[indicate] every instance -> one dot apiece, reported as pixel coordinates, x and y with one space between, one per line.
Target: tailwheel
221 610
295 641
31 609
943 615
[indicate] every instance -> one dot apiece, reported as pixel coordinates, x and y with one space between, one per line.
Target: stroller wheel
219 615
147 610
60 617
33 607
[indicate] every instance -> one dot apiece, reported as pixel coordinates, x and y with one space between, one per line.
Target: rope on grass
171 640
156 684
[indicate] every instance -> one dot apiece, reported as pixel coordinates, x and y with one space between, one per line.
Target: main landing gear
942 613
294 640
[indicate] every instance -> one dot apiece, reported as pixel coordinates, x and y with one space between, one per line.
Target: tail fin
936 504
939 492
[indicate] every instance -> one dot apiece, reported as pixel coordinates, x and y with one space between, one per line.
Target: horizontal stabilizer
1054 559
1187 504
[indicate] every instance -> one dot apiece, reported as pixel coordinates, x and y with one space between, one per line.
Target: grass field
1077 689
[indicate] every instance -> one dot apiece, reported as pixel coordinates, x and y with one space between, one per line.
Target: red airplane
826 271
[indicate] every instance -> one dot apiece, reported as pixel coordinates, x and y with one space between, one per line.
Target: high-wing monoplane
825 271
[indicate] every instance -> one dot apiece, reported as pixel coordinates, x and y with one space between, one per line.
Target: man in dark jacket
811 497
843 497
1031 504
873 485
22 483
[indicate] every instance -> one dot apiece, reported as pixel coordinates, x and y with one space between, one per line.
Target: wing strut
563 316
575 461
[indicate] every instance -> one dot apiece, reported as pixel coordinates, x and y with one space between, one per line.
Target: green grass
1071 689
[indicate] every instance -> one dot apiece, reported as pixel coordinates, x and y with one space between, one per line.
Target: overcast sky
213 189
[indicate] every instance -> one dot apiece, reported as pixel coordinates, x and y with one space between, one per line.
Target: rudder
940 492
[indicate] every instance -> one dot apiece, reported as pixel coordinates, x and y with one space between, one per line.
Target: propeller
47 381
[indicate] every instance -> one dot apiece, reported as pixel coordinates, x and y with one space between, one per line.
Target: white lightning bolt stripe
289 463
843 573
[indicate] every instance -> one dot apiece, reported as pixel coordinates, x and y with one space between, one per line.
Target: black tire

——————————

**WHAT YOU NEED TO DO:** Report every line in the items above that contains the string "wing", copying each such line in full.

**SOLUTION FOR THIS PROBLEM:**
Target: high-wing monoplane
Target: wing strut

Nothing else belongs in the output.